== BRIEF ==
Tally the lines of the records below that contain the string "white" and give only that number.

== MATERIAL FOR THIS TASK ==
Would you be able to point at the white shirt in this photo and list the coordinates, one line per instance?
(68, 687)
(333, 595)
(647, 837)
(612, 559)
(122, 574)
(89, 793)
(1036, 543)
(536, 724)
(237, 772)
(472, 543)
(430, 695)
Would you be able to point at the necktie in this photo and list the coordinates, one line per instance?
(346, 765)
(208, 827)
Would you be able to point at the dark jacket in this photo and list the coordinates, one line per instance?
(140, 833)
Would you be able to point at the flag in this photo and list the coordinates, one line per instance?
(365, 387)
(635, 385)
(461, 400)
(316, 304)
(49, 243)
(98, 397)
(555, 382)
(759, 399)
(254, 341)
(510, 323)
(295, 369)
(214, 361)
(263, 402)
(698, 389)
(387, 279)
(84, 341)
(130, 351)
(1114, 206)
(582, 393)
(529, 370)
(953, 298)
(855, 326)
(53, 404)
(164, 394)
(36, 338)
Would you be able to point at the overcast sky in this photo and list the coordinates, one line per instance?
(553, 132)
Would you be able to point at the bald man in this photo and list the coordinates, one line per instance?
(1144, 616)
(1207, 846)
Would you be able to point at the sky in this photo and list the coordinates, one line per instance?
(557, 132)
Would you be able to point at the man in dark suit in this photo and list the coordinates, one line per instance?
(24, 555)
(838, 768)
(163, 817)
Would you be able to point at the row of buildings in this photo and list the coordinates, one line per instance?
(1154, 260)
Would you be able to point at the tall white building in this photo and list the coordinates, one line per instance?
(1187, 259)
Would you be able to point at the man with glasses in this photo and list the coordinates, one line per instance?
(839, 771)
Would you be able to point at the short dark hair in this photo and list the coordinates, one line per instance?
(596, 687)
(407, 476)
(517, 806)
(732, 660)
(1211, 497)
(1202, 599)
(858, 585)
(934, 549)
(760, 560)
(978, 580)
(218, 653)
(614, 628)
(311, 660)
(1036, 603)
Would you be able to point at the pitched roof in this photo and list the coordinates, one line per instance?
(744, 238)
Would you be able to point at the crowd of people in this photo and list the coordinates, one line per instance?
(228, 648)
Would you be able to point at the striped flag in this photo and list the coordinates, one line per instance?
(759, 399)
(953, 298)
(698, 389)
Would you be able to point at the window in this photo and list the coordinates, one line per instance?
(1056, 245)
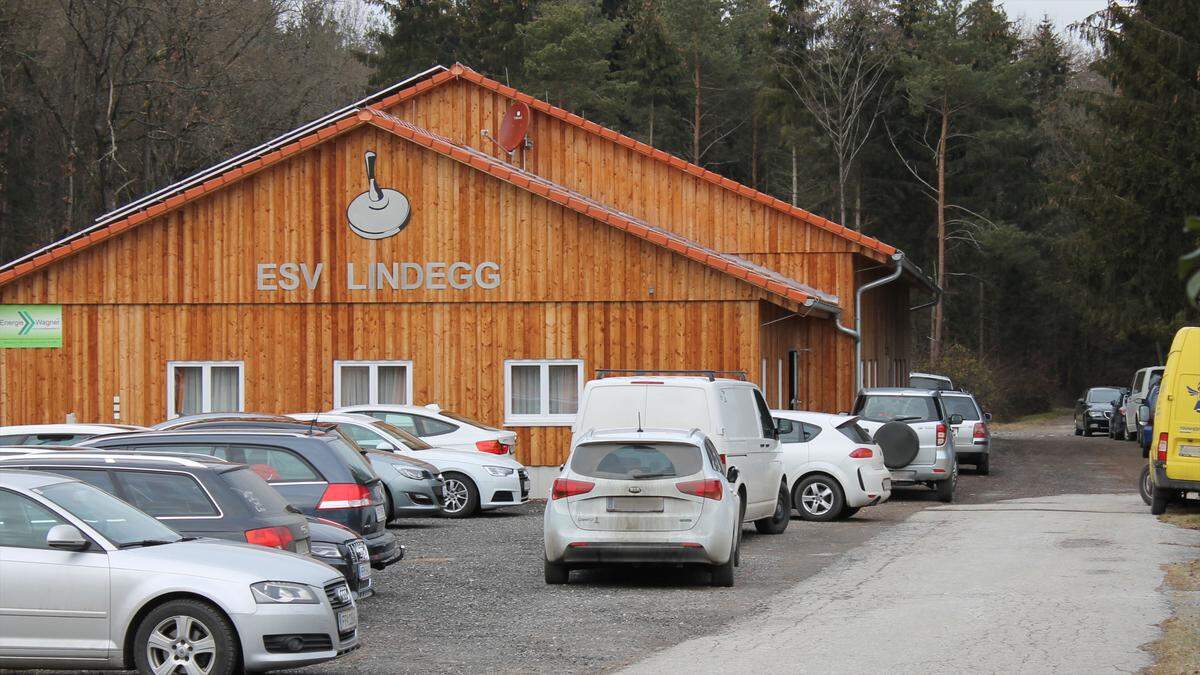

== RESPONSE TO THIS TASK ==
2